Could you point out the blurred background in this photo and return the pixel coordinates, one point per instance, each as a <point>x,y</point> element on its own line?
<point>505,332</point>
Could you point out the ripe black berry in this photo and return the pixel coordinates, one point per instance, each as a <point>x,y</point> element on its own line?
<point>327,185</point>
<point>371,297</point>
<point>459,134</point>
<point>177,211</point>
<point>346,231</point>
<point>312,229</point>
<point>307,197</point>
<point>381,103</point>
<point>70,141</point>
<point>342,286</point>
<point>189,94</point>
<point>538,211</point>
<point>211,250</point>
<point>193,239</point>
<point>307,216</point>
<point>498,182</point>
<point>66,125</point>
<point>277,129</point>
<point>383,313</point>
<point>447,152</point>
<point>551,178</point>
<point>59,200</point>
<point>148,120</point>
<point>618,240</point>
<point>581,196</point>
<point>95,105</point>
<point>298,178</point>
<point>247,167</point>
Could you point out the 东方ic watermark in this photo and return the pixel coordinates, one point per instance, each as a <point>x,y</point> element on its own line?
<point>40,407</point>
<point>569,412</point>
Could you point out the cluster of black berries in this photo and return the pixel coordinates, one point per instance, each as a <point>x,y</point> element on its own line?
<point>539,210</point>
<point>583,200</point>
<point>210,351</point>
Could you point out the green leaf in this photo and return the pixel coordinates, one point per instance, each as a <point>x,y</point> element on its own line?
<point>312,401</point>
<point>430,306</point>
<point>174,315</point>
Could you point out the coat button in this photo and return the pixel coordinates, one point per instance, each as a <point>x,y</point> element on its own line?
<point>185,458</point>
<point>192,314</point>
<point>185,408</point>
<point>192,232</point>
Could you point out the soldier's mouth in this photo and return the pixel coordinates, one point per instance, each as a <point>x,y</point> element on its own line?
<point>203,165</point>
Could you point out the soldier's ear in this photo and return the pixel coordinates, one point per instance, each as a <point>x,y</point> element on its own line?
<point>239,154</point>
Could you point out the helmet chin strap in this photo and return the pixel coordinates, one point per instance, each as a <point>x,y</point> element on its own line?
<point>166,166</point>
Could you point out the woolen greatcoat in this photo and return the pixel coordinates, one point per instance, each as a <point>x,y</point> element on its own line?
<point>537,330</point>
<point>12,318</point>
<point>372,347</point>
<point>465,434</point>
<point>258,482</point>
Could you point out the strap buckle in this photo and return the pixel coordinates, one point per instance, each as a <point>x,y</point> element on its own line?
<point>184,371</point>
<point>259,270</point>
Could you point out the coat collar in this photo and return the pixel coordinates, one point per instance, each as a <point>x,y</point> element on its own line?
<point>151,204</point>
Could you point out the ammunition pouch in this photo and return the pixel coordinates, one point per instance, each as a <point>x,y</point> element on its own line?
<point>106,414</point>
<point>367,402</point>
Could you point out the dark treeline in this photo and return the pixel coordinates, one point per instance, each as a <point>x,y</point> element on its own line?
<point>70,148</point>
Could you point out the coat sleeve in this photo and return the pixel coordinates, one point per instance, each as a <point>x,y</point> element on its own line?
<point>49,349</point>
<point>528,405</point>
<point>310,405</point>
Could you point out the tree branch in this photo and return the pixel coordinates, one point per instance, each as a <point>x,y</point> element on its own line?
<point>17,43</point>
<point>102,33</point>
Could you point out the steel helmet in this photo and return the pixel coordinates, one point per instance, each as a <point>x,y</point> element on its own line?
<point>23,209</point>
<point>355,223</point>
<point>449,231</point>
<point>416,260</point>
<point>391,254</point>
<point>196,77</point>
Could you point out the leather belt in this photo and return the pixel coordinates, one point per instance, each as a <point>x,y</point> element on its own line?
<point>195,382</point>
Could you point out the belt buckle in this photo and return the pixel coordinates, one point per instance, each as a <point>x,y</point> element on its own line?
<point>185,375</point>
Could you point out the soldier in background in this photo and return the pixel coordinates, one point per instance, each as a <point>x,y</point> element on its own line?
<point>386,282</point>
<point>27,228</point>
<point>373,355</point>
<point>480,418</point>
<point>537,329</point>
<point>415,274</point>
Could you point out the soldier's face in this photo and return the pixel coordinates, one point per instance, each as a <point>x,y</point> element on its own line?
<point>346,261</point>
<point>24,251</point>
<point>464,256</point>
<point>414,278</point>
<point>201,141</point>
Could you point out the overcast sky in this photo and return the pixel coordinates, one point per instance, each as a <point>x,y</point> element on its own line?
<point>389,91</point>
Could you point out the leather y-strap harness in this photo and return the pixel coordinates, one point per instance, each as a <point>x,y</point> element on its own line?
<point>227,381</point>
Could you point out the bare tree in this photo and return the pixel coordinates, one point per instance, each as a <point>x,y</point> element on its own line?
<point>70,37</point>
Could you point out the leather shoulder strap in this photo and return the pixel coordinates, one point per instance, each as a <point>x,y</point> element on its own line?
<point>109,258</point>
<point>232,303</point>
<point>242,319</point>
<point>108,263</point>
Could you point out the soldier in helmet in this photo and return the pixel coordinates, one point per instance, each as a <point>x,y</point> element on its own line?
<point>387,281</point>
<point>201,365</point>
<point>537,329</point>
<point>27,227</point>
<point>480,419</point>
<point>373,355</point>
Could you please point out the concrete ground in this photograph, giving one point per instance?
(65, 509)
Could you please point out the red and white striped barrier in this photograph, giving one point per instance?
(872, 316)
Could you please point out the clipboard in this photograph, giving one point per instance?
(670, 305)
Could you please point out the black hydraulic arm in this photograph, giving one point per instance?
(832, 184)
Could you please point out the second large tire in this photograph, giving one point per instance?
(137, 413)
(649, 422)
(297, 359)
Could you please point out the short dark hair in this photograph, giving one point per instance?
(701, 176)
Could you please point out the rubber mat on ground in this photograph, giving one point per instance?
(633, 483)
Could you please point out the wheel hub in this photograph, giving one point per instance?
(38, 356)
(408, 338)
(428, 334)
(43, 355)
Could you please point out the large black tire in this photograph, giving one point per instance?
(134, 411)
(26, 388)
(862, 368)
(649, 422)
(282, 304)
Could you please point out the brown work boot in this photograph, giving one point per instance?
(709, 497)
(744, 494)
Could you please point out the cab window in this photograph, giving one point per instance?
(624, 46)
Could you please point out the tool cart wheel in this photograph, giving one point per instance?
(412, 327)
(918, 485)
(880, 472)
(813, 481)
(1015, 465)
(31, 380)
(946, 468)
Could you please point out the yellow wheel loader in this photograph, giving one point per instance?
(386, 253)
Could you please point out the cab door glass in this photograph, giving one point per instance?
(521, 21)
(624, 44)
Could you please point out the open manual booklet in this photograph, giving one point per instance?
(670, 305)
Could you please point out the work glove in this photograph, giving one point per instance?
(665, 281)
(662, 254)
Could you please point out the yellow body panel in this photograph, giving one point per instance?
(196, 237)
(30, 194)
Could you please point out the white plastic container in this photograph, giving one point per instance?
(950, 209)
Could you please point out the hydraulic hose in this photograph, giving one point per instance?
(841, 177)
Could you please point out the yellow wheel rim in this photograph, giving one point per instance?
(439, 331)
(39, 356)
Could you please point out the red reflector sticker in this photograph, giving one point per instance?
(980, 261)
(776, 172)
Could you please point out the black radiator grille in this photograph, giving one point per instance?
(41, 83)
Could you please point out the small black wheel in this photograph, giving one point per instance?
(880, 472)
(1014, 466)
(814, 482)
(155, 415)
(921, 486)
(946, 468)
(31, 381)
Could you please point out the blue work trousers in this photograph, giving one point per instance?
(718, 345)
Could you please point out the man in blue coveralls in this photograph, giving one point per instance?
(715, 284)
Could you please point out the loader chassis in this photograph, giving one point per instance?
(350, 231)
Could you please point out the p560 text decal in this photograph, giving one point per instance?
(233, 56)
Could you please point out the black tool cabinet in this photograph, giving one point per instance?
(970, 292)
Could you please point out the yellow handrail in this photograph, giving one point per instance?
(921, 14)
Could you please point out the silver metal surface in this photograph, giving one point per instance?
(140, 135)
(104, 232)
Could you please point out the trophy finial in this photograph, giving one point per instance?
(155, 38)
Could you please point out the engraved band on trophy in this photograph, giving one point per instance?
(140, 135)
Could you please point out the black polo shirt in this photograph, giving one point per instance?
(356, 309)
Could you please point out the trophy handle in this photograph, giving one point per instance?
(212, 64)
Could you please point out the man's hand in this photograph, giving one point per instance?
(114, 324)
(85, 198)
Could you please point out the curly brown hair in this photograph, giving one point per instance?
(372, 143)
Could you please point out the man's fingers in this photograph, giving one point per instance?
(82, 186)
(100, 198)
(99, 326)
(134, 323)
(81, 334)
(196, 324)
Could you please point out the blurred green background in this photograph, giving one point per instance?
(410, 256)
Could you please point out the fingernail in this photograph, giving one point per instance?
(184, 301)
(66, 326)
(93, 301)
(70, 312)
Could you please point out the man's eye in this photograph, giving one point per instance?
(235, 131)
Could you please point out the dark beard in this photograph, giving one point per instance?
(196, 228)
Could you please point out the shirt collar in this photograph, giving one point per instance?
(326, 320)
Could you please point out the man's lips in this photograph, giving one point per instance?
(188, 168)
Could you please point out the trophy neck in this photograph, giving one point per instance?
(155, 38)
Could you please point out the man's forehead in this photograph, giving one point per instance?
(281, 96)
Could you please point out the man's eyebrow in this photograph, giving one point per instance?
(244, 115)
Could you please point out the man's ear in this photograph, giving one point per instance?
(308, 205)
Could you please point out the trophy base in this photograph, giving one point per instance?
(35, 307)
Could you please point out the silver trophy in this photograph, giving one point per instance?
■ ■ ■ ■ ■ ■ ■
**DIRECTIONS**
Copy exactly. Start at the line containing "Could you please point out the shirt" and continue through the last line of the records.

**REPLY**
Could you please point out the shirt collar in this photograph, giving one point per instance?
(326, 320)
Could you please point out the man's lips in this photograph, giving one point per instance?
(188, 168)
Could you please point out the trophy neck in this photograph, giving one point per instance?
(155, 38)
Could you please point out the man's forehead in this photograph, giving one point per instance?
(281, 96)
Could you please point out the man's eyebrow in this photograph, giving one point per instance?
(244, 115)
Could you please point out the man's ear in this photograph, giving one point per instance?
(308, 205)
Could you please point out the trophy base in this photograph, giving one point per instance?
(35, 307)
Could you please point out the silver trophy in this photograph, giving one point per instance?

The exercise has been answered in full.